(Entries taken from a collection)
..........

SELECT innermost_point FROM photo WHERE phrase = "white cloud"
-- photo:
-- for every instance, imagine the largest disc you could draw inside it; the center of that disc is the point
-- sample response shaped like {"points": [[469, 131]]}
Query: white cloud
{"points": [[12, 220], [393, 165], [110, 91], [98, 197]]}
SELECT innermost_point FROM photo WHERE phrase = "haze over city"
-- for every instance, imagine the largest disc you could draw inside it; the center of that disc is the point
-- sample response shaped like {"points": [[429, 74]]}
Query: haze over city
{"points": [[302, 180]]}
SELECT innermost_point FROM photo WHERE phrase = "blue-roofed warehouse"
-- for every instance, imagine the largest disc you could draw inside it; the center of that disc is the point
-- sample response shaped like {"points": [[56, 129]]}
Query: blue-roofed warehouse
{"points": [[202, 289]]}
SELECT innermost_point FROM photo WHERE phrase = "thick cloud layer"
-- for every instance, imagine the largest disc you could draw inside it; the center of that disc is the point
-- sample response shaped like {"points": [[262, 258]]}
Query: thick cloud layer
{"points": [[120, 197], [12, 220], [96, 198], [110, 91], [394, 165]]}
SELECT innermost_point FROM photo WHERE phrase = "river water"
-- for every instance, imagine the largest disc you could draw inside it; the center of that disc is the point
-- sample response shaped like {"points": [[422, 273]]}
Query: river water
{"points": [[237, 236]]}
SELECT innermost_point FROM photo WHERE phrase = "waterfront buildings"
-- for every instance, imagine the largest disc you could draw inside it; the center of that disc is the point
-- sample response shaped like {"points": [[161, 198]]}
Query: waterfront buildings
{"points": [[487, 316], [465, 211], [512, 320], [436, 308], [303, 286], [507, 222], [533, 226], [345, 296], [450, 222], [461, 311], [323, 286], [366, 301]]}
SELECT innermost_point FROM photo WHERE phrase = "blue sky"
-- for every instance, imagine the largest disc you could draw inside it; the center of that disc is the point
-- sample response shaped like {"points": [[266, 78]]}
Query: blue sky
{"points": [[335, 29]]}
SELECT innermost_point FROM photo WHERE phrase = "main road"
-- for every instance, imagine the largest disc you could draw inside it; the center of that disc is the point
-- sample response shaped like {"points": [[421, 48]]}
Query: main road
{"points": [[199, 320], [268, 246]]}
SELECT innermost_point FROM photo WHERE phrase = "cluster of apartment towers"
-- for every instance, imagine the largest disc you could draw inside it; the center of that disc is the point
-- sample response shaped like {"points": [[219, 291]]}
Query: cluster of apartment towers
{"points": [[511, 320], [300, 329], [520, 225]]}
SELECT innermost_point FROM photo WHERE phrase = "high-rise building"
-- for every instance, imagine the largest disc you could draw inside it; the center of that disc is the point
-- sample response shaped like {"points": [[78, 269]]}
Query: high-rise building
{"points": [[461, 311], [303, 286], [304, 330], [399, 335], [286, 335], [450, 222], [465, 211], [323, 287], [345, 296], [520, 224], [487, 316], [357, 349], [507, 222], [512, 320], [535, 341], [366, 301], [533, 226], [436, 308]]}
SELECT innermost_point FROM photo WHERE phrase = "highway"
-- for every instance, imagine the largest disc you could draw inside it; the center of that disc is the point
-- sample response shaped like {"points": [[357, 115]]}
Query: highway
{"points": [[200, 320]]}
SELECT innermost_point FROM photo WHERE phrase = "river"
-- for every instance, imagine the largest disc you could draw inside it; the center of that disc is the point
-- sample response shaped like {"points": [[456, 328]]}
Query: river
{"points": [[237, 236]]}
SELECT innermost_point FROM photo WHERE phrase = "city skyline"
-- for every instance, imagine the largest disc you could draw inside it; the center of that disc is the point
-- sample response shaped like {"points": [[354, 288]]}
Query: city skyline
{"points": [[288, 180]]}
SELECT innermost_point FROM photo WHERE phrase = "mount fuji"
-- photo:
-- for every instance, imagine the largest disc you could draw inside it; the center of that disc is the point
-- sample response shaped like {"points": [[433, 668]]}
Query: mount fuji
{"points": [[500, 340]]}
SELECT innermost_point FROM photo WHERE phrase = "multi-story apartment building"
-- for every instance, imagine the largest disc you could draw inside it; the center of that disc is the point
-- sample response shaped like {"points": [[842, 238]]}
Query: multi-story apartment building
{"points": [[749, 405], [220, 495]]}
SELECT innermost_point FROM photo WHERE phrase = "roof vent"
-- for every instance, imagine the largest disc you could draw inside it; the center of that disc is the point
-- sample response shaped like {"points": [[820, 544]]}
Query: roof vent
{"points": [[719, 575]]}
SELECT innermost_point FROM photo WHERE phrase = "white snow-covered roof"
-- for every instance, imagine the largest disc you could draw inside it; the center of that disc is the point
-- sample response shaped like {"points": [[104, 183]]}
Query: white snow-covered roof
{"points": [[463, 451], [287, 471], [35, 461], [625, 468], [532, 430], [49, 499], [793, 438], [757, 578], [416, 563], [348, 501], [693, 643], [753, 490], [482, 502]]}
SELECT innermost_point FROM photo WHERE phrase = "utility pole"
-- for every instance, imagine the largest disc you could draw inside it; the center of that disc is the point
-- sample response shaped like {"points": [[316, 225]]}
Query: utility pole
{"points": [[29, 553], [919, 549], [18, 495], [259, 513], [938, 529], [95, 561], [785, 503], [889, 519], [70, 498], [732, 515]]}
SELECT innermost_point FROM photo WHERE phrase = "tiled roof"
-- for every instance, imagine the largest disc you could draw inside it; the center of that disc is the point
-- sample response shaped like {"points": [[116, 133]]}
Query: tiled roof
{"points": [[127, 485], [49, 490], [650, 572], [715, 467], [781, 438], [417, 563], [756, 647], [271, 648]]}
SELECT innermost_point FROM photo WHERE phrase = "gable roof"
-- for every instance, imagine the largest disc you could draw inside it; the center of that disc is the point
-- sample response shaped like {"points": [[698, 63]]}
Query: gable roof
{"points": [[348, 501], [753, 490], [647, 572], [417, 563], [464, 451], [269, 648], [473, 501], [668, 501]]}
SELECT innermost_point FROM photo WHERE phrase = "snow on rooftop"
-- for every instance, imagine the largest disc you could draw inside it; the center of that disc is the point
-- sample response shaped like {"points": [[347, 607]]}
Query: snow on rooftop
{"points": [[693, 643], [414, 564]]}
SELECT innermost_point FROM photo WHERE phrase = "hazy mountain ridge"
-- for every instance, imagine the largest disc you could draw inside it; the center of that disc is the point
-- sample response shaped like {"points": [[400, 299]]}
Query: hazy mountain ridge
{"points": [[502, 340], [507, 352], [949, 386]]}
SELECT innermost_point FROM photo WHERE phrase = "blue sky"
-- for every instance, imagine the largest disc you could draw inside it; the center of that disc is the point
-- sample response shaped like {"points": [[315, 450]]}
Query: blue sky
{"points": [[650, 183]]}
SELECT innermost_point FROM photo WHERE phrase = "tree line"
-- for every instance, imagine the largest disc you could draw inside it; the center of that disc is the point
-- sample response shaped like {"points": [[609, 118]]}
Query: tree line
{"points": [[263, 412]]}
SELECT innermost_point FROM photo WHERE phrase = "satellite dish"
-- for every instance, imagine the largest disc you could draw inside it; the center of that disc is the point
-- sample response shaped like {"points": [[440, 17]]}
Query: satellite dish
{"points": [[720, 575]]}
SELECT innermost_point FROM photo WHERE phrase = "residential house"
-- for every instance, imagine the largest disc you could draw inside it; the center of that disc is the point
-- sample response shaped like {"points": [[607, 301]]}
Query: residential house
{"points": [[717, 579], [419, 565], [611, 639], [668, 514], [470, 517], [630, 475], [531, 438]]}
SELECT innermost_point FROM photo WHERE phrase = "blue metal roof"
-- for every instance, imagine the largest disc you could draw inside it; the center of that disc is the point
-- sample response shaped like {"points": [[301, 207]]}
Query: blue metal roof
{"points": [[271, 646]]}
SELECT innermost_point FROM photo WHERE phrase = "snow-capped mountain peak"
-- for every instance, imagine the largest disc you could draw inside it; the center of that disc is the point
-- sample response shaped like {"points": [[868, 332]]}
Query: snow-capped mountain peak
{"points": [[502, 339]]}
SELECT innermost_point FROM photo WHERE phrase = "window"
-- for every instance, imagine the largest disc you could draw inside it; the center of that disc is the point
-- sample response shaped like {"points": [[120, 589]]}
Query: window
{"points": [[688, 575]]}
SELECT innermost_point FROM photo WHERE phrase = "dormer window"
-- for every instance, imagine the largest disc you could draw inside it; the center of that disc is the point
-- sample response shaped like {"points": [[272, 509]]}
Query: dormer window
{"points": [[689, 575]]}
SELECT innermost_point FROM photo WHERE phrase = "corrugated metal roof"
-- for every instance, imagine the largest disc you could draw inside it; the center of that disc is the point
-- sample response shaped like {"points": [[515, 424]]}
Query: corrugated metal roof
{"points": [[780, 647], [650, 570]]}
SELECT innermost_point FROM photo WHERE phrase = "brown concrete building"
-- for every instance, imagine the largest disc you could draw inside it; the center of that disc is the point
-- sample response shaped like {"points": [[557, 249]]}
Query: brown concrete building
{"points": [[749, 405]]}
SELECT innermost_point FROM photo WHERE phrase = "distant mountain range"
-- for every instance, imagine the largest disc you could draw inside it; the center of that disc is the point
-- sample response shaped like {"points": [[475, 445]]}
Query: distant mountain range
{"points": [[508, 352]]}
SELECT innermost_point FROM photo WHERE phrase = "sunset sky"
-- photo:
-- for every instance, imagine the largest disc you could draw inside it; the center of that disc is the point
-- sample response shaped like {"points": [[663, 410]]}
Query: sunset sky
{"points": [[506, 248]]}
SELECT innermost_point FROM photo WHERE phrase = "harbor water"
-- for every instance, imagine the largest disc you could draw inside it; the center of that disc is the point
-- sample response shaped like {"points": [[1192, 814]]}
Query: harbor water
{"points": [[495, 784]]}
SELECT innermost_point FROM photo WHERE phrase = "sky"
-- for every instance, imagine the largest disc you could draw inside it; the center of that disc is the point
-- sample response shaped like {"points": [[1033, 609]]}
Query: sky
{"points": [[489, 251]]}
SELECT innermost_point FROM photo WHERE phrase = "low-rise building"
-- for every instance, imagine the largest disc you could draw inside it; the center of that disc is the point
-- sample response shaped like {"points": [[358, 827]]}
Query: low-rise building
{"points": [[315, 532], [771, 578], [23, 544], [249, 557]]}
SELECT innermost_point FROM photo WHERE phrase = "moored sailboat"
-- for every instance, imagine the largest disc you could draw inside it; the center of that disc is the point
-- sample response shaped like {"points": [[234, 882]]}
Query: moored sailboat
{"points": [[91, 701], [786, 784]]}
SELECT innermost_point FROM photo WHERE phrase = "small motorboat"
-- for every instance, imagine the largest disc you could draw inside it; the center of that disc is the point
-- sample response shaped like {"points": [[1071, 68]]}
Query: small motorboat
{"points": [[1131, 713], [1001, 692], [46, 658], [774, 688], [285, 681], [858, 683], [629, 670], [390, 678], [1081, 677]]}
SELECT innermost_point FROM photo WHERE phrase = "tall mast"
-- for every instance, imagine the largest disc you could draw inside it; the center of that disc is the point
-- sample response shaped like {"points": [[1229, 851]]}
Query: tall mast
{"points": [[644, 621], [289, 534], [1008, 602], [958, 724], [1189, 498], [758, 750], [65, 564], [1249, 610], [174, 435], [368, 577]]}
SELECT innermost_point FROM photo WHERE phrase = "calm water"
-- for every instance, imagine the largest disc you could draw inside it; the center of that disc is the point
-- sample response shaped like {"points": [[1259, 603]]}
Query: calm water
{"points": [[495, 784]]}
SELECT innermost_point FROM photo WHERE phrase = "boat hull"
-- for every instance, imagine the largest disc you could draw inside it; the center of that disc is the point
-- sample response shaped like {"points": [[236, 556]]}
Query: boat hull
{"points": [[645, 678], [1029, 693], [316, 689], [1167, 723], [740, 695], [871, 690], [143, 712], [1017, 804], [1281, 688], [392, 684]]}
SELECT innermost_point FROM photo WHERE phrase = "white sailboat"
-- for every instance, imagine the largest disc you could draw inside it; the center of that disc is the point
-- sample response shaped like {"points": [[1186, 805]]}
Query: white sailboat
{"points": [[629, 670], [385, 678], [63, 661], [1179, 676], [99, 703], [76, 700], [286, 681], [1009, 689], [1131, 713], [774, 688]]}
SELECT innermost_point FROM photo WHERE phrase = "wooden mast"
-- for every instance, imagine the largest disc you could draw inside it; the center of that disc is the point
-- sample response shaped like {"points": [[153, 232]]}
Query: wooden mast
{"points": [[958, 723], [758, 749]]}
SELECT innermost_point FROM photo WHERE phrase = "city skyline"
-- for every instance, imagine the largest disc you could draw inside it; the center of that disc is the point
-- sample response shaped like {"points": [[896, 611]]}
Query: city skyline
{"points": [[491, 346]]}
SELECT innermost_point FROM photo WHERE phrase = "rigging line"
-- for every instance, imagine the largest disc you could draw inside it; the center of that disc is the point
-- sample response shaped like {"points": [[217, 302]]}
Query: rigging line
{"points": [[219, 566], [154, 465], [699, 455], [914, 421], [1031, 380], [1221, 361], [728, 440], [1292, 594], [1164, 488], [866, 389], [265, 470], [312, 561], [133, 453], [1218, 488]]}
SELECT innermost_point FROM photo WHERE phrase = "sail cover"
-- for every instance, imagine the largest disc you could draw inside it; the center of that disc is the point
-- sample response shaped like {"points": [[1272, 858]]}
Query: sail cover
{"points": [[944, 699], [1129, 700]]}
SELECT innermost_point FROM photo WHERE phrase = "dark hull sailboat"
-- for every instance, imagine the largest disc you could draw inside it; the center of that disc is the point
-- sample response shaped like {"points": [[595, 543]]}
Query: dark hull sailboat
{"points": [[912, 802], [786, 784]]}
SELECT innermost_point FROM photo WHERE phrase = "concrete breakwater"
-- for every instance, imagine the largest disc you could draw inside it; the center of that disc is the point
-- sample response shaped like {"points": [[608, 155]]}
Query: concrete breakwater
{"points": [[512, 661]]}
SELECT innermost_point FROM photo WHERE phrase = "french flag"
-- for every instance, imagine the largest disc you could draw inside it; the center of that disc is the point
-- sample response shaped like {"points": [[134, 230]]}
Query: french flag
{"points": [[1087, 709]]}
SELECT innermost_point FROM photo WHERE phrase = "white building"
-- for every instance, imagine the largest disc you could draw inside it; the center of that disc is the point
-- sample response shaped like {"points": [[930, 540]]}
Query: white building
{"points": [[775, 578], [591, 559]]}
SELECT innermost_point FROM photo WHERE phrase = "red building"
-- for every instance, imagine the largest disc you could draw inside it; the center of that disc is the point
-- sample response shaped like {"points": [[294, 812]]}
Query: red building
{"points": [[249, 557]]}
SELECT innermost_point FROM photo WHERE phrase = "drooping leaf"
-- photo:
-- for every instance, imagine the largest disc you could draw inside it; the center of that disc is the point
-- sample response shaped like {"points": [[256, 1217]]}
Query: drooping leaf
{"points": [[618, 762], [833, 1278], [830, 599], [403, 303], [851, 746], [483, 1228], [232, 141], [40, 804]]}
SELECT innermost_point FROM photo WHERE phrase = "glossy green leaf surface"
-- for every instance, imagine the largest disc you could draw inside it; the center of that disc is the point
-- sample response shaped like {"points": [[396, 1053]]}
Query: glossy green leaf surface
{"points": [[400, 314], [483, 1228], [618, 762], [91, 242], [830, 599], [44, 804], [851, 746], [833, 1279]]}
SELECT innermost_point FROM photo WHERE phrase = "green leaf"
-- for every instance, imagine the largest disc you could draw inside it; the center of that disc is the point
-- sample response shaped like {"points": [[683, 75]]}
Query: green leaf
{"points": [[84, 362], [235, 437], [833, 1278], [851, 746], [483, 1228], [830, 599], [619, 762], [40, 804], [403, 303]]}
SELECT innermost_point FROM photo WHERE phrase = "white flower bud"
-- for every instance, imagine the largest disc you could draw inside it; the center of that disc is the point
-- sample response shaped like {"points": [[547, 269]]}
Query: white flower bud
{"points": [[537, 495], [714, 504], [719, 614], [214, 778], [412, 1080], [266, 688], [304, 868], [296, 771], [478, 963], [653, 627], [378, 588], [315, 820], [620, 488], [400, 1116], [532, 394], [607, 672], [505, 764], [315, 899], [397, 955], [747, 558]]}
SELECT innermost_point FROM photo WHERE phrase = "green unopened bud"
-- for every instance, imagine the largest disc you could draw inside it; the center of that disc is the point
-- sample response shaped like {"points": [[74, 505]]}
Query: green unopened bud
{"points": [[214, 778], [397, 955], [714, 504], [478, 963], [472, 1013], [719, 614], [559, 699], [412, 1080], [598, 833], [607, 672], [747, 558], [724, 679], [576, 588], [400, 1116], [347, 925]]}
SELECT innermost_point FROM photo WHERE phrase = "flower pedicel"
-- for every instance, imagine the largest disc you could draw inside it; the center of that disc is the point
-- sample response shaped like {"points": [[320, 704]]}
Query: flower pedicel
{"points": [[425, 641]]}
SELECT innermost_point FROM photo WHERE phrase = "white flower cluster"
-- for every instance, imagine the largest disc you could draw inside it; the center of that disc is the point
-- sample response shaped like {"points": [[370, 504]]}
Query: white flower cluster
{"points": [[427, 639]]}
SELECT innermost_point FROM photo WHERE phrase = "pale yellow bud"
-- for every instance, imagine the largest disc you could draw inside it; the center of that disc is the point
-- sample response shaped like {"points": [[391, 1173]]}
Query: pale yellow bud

..........

- _EXERCISE PROMPT_: Count the lines of the records above that contain the word "apartment", and give only that number.

- _THE RESPONSE_: 4